● **Record excerpts**
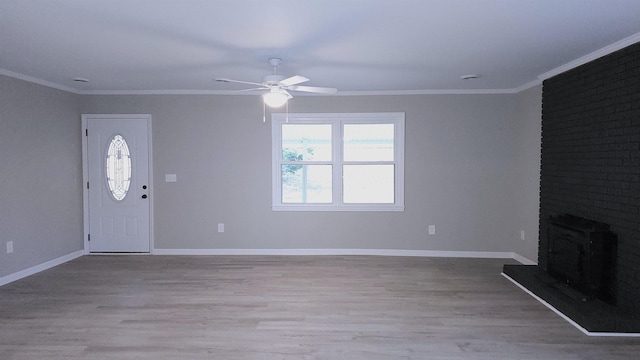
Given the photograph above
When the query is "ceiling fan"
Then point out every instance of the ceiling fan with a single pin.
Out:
(278, 87)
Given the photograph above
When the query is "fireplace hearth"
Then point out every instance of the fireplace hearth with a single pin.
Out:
(577, 278)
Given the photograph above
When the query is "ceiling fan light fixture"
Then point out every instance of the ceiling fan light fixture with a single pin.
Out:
(275, 98)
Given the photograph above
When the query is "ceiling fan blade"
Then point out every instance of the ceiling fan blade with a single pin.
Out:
(315, 89)
(293, 80)
(225, 80)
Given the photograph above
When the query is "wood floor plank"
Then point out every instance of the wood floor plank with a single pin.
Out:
(285, 307)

● **Your objective**
Copy out all of the data above line for line, with the picture left out.

● **Result of this task**
Given the photograph above
When the query is "ceiling fan"
Then point out every instance of the ceiling fan with a single pin.
Out:
(278, 87)
Given the photograph above
When the query is "fireplace hearth"
Then point out every instance of the fireplace hearth with a single pin.
Out:
(577, 278)
Given the photograph above
When the query is "ceiling fan light fixture"
Then point out every instance of the ceiling fan light fixture with a single pin.
Out:
(275, 98)
Given the photograph above
When the query is "ceiling fan blade"
Then point out every instance of the ceiling fan blade with a single pin.
Out:
(315, 89)
(293, 80)
(225, 80)
Given the photograph above
When the query is "wood floor plank"
Then point out every instance of the wood floor plank with a single pin.
Out:
(285, 307)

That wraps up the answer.